··· Provided data ···
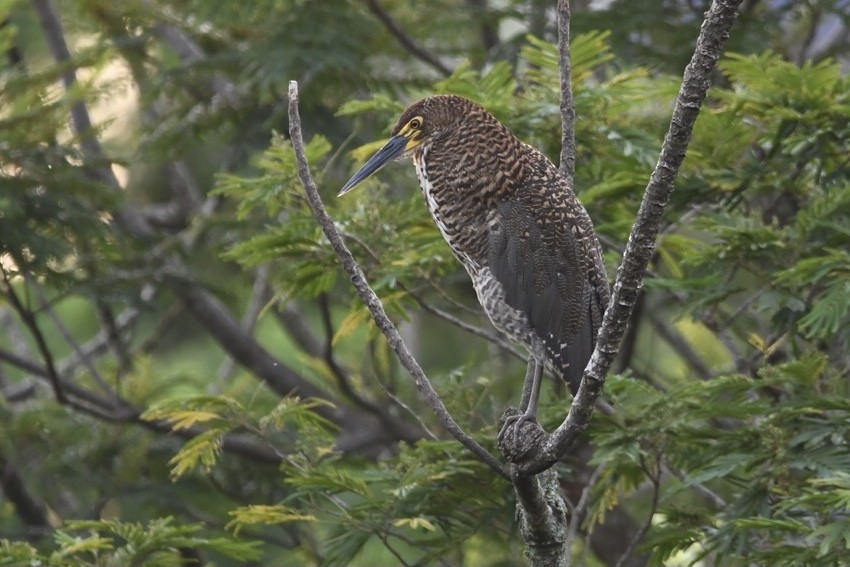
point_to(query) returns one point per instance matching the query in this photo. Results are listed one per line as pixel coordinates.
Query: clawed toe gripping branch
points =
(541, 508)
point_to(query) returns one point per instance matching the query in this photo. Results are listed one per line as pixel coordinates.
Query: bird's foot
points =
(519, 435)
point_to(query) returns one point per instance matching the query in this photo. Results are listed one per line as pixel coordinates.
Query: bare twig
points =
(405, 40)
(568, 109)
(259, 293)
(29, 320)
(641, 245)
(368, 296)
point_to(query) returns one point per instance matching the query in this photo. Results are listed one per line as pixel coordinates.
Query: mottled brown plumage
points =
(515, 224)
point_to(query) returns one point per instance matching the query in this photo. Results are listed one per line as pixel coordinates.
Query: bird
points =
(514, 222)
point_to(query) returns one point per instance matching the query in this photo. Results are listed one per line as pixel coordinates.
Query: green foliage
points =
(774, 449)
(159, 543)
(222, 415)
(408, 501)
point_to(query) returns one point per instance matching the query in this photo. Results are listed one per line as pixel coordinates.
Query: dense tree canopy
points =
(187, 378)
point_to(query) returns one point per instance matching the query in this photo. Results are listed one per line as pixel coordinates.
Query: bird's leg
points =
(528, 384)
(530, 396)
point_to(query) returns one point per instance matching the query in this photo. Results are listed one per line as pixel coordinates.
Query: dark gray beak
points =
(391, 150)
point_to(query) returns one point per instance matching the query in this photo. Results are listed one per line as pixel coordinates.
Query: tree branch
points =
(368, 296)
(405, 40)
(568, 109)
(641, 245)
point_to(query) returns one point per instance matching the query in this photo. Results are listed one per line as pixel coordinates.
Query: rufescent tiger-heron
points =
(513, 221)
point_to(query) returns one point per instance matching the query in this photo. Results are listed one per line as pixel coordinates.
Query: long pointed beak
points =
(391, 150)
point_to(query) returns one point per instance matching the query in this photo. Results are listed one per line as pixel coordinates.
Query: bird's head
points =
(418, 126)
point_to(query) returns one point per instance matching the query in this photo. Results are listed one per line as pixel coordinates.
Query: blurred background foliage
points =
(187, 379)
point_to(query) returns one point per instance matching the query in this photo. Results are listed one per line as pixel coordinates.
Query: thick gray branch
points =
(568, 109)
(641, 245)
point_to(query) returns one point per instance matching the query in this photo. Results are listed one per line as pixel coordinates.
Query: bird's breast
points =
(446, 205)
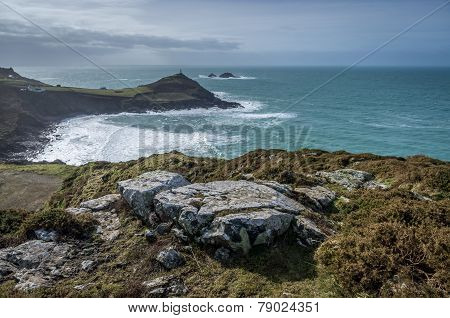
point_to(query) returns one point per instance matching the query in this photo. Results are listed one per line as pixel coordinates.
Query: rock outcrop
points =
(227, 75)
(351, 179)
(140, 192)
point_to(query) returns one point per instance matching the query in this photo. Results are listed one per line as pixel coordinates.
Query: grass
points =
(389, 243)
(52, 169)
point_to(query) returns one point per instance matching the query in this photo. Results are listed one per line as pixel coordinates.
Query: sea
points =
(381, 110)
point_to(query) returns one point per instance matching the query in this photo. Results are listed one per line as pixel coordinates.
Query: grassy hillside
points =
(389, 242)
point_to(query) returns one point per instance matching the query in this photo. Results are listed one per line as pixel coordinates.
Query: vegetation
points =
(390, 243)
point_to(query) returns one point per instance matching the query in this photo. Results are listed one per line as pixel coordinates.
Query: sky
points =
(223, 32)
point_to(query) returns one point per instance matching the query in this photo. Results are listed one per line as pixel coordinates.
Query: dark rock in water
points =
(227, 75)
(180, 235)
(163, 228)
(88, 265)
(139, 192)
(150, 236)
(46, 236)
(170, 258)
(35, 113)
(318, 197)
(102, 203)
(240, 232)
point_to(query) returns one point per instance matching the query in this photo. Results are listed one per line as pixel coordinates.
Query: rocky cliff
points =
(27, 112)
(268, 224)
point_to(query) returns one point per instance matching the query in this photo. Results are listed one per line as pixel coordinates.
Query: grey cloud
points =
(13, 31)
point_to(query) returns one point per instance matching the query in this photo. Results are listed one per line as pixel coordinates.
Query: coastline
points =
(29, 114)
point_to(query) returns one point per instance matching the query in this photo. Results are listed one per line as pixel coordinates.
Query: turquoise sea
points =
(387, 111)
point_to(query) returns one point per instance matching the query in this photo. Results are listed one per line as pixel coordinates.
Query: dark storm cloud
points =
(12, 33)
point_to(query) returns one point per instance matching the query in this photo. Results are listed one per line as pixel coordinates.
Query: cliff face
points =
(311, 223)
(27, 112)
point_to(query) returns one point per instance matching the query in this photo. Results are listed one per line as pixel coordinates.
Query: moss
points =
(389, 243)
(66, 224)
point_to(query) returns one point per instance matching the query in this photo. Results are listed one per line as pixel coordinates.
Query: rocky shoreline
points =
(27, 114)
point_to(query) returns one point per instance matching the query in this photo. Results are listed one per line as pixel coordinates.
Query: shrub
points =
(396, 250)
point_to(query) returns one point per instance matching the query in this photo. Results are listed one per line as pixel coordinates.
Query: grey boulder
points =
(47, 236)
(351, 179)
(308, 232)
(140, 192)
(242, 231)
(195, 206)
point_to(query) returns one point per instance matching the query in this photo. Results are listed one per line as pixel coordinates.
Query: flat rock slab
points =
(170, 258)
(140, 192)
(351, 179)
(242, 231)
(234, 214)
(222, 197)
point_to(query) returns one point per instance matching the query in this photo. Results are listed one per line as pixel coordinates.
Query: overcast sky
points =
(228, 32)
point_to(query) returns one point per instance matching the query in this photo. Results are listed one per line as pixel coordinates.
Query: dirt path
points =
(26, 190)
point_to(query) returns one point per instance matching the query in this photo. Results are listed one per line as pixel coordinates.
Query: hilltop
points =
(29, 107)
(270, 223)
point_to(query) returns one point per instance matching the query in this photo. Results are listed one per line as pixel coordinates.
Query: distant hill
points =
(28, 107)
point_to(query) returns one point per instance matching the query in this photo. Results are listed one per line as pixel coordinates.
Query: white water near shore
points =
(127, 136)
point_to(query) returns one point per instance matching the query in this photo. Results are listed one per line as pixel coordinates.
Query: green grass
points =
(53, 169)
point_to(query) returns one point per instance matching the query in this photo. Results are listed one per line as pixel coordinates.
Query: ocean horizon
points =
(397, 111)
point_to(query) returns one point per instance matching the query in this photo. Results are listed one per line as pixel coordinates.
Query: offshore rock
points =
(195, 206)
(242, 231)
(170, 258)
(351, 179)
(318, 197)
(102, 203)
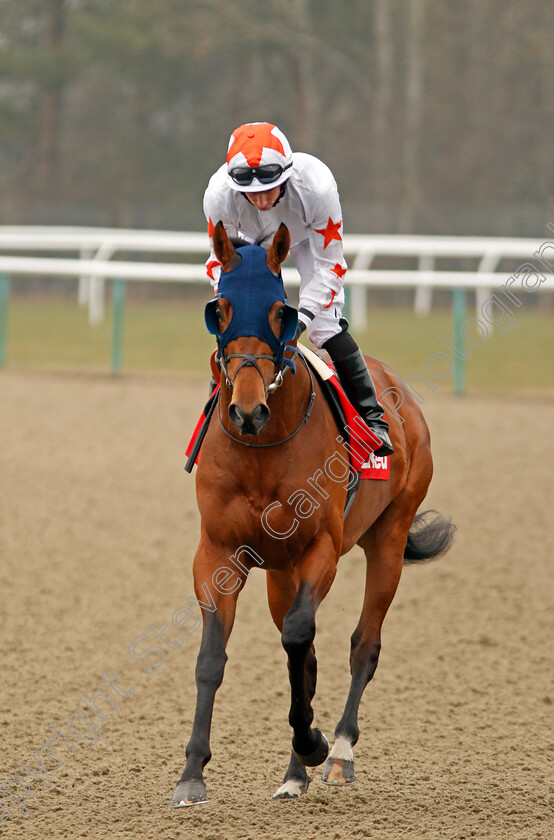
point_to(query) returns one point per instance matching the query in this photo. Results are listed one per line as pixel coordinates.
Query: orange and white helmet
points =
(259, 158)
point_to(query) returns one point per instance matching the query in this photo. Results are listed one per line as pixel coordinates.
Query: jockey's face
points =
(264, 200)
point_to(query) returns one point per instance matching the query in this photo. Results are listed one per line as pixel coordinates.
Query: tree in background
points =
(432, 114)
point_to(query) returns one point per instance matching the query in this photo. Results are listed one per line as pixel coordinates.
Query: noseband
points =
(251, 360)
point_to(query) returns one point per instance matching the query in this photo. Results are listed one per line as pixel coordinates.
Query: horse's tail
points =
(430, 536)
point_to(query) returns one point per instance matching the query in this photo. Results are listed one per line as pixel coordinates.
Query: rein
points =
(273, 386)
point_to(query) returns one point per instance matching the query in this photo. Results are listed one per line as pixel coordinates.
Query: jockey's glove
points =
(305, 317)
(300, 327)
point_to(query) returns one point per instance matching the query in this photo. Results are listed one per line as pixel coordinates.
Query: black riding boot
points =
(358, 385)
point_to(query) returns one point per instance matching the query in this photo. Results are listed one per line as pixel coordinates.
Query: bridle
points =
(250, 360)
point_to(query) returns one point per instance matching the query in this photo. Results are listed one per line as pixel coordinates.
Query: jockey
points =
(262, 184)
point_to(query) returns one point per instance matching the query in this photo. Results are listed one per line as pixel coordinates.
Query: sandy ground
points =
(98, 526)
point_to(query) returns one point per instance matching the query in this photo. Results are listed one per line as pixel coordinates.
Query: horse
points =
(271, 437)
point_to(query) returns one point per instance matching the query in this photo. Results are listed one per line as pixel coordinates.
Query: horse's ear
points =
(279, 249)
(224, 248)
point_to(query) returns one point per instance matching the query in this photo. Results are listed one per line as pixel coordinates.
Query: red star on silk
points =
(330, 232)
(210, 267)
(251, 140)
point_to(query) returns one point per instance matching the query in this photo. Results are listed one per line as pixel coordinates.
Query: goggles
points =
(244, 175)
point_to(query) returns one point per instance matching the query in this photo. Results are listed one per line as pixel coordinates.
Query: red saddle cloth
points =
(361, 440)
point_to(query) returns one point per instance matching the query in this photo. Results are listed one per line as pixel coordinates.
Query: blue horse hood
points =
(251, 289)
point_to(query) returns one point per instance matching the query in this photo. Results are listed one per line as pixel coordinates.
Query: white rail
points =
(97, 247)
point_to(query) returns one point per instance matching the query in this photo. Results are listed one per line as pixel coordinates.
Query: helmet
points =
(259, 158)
···
● **What this task involves**
Copy each line of the entries above that contains the string "cloud", treating uppercase and lowercase as different.

● **Result below**
Query: grey cloud
Query: dark storm cloud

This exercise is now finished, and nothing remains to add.